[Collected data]
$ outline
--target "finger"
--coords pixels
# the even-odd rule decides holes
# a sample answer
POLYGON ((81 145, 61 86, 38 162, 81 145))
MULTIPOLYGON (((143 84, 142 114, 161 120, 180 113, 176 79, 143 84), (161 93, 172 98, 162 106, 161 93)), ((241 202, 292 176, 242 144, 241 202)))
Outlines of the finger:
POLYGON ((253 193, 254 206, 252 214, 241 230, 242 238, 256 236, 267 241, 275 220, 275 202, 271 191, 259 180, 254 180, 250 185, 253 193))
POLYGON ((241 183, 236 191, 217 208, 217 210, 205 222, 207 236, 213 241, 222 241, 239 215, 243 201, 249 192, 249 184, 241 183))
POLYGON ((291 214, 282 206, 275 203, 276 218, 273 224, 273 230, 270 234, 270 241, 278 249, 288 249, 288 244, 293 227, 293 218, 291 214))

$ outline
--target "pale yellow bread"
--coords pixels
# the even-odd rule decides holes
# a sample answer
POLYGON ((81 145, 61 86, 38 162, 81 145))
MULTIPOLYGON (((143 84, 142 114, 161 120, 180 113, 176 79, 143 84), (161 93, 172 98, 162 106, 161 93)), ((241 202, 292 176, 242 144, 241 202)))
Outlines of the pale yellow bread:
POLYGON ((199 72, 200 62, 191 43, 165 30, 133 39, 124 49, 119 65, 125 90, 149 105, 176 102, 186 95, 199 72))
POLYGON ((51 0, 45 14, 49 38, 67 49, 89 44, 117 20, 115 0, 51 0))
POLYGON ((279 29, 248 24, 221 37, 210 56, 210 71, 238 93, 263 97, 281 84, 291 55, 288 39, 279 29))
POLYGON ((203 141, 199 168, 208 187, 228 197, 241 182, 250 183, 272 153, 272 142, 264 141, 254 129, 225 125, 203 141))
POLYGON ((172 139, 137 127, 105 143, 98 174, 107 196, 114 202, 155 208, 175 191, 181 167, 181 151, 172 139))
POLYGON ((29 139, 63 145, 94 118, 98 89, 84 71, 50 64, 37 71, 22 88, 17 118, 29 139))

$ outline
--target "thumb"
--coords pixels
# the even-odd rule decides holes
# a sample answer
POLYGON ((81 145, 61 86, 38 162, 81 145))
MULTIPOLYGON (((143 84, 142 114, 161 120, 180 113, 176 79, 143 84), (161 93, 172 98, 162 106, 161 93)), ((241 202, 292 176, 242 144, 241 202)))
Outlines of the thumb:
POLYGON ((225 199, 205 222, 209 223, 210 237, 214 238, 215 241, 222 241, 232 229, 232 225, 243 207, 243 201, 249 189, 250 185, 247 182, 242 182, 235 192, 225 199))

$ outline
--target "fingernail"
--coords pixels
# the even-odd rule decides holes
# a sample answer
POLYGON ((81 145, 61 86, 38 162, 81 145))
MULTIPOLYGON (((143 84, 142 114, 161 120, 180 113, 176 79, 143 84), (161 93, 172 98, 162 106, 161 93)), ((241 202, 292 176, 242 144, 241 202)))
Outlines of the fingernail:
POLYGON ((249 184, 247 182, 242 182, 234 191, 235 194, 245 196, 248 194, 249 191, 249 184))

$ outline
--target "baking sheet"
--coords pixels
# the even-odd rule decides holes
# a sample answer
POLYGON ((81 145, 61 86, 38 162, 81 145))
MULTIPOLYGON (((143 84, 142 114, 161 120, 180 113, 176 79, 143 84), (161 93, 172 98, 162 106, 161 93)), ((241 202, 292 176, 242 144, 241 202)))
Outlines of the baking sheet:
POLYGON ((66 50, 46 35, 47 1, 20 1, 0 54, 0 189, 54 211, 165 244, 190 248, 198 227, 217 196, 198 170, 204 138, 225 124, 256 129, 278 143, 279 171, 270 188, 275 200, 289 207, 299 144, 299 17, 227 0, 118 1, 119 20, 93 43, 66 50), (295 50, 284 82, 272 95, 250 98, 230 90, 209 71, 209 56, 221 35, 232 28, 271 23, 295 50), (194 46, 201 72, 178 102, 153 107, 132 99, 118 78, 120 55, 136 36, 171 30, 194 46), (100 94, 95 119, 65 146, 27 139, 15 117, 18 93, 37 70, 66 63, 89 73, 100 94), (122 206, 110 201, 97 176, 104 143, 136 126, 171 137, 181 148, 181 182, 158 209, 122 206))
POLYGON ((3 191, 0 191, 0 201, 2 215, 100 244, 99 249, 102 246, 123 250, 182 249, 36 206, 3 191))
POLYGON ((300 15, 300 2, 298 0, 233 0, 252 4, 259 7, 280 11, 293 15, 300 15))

EXERCISE DESCRIPTION - Copy every line above in which the string "target" shows up.

FINISHED EXERCISE -
--target "finger"
--target "pale yellow bread"
--target "thumb"
--target "fingernail"
--target "baking sheet"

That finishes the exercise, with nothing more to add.